◆ **Exercise goal**: Give back every one of the records below, line for line and unchanged, but leave out the pictures.

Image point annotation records

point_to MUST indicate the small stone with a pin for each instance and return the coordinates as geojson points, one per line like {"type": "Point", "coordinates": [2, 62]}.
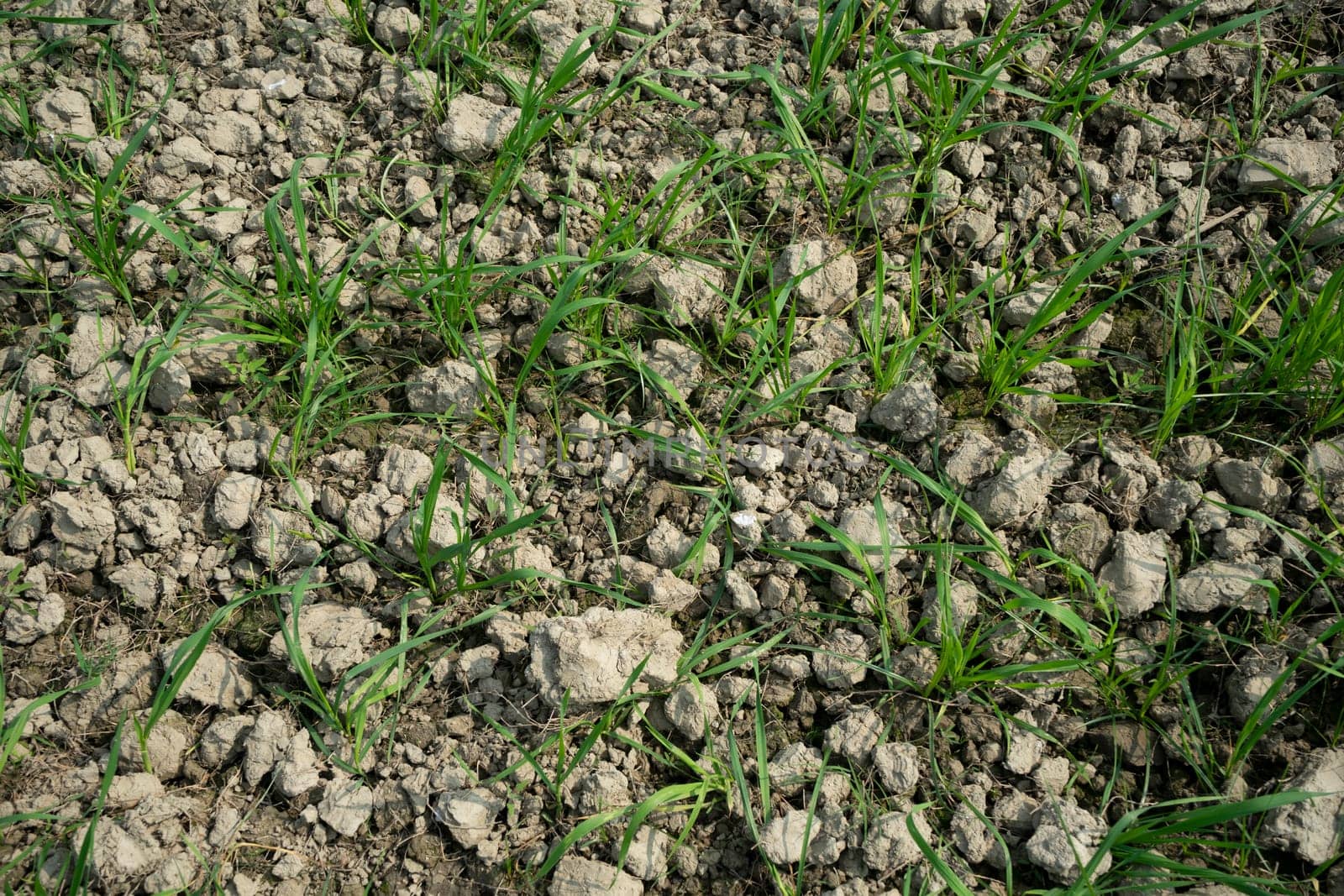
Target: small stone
{"type": "Point", "coordinates": [331, 636]}
{"type": "Point", "coordinates": [474, 127]}
{"type": "Point", "coordinates": [1314, 829]}
{"type": "Point", "coordinates": [898, 768]}
{"type": "Point", "coordinates": [1221, 584]}
{"type": "Point", "coordinates": [1066, 840]}
{"type": "Point", "coordinates": [826, 280]}
{"type": "Point", "coordinates": [855, 735]}
{"type": "Point", "coordinates": [647, 856]}
{"type": "Point", "coordinates": [591, 656]}
{"type": "Point", "coordinates": [454, 387]}
{"type": "Point", "coordinates": [1136, 575]}
{"type": "Point", "coordinates": [1273, 160]}
{"type": "Point", "coordinates": [911, 411]}
{"type": "Point", "coordinates": [396, 26]}
{"type": "Point", "coordinates": [1250, 486]}
{"type": "Point", "coordinates": [692, 708]}
{"type": "Point", "coordinates": [575, 876]}
{"type": "Point", "coordinates": [890, 846]}
{"type": "Point", "coordinates": [839, 661]}
{"type": "Point", "coordinates": [84, 520]}
{"type": "Point", "coordinates": [217, 679]}
{"type": "Point", "coordinates": [346, 806]}
{"type": "Point", "coordinates": [796, 835]}
{"type": "Point", "coordinates": [235, 499]}
{"type": "Point", "coordinates": [468, 815]}
{"type": "Point", "coordinates": [793, 768]}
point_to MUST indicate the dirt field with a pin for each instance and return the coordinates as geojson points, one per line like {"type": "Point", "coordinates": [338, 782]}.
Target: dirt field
{"type": "Point", "coordinates": [694, 448]}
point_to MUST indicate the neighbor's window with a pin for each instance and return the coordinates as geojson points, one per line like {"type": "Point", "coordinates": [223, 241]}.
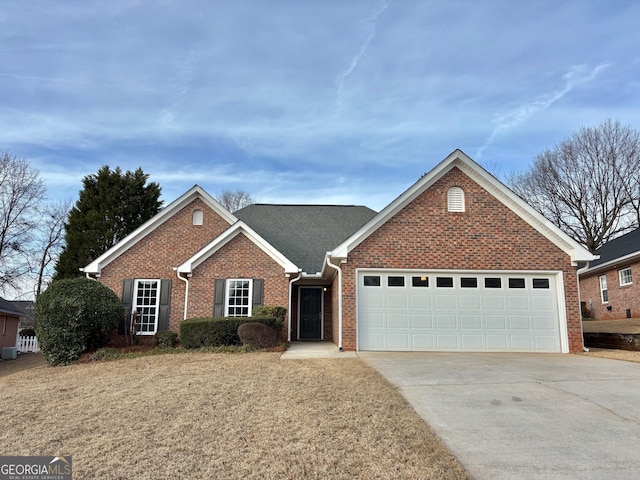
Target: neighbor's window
{"type": "Point", "coordinates": [604, 293]}
{"type": "Point", "coordinates": [145, 304]}
{"type": "Point", "coordinates": [371, 280]}
{"type": "Point", "coordinates": [444, 282]}
{"type": "Point", "coordinates": [625, 276]}
{"type": "Point", "coordinates": [238, 298]}
{"type": "Point", "coordinates": [455, 199]}
{"type": "Point", "coordinates": [420, 281]}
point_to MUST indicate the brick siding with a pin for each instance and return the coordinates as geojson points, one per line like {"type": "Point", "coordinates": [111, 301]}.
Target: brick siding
{"type": "Point", "coordinates": [621, 298]}
{"type": "Point", "coordinates": [487, 236]}
{"type": "Point", "coordinates": [175, 241]}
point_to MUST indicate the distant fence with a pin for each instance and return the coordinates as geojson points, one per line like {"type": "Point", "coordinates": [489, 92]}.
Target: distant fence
{"type": "Point", "coordinates": [28, 344]}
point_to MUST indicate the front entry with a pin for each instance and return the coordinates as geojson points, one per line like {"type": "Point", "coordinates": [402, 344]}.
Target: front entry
{"type": "Point", "coordinates": [310, 314]}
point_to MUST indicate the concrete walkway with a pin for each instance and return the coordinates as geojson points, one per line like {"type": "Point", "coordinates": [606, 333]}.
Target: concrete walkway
{"type": "Point", "coordinates": [526, 416]}
{"type": "Point", "coordinates": [300, 350]}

◆ **The solution**:
point_to MUST indicate the small stone with a pin for each instance and return the coordinates as geojson points, one per line like {"type": "Point", "coordinates": [2, 62]}.
Target: small stone
{"type": "Point", "coordinates": [331, 636]}
{"type": "Point", "coordinates": [474, 127]}
{"type": "Point", "coordinates": [1314, 829]}
{"type": "Point", "coordinates": [898, 768]}
{"type": "Point", "coordinates": [1221, 584]}
{"type": "Point", "coordinates": [1066, 840]}
{"type": "Point", "coordinates": [826, 280]}
{"type": "Point", "coordinates": [855, 735]}
{"type": "Point", "coordinates": [647, 856]}
{"type": "Point", "coordinates": [591, 656]}
{"type": "Point", "coordinates": [454, 387]}
{"type": "Point", "coordinates": [1136, 575]}
{"type": "Point", "coordinates": [1273, 160]}
{"type": "Point", "coordinates": [911, 411]}
{"type": "Point", "coordinates": [396, 26]}
{"type": "Point", "coordinates": [1250, 486]}
{"type": "Point", "coordinates": [692, 708]}
{"type": "Point", "coordinates": [575, 876]}
{"type": "Point", "coordinates": [890, 846]}
{"type": "Point", "coordinates": [839, 661]}
{"type": "Point", "coordinates": [84, 520]}
{"type": "Point", "coordinates": [217, 679]}
{"type": "Point", "coordinates": [346, 806]}
{"type": "Point", "coordinates": [796, 835]}
{"type": "Point", "coordinates": [235, 499]}
{"type": "Point", "coordinates": [468, 815]}
{"type": "Point", "coordinates": [793, 768]}
point_to MUST indicate the dirt field with a pin for each instance and return the coordinates as geojson points, one per line like {"type": "Point", "coordinates": [338, 782]}.
Target: dirt field
{"type": "Point", "coordinates": [694, 448]}
point_to MUST indicate the neighbor's window with a pin for each instance and return the coordinates as geojson points, one per line like {"type": "Point", "coordinates": [223, 241]}.
Target: neighbor's window
{"type": "Point", "coordinates": [604, 293]}
{"type": "Point", "coordinates": [145, 304]}
{"type": "Point", "coordinates": [371, 280]}
{"type": "Point", "coordinates": [444, 282]}
{"type": "Point", "coordinates": [625, 276]}
{"type": "Point", "coordinates": [238, 298]}
{"type": "Point", "coordinates": [455, 199]}
{"type": "Point", "coordinates": [420, 281]}
point_to MUST indicate the brick siding with a pin for each instance and return the coordinates as geojson points, one per line like {"type": "Point", "coordinates": [111, 301]}.
Target: brick siding
{"type": "Point", "coordinates": [621, 298]}
{"type": "Point", "coordinates": [487, 236]}
{"type": "Point", "coordinates": [175, 241]}
point_to MUST indicate the distant fence with a pin for each instance and return the coordinates as geojson points, one per line like {"type": "Point", "coordinates": [489, 92]}.
Target: distant fence
{"type": "Point", "coordinates": [28, 344]}
point_to MUST indicate the front entry with a pin for each instance and return the coordinates as geojson points, one per line like {"type": "Point", "coordinates": [402, 344]}.
Target: front entry
{"type": "Point", "coordinates": [310, 314]}
point_to MUST indicate the concrete walkway with a pin for each instance and return the coordinates as geojson points, one per line like {"type": "Point", "coordinates": [606, 333]}.
Target: concrete walkway
{"type": "Point", "coordinates": [526, 416]}
{"type": "Point", "coordinates": [300, 350]}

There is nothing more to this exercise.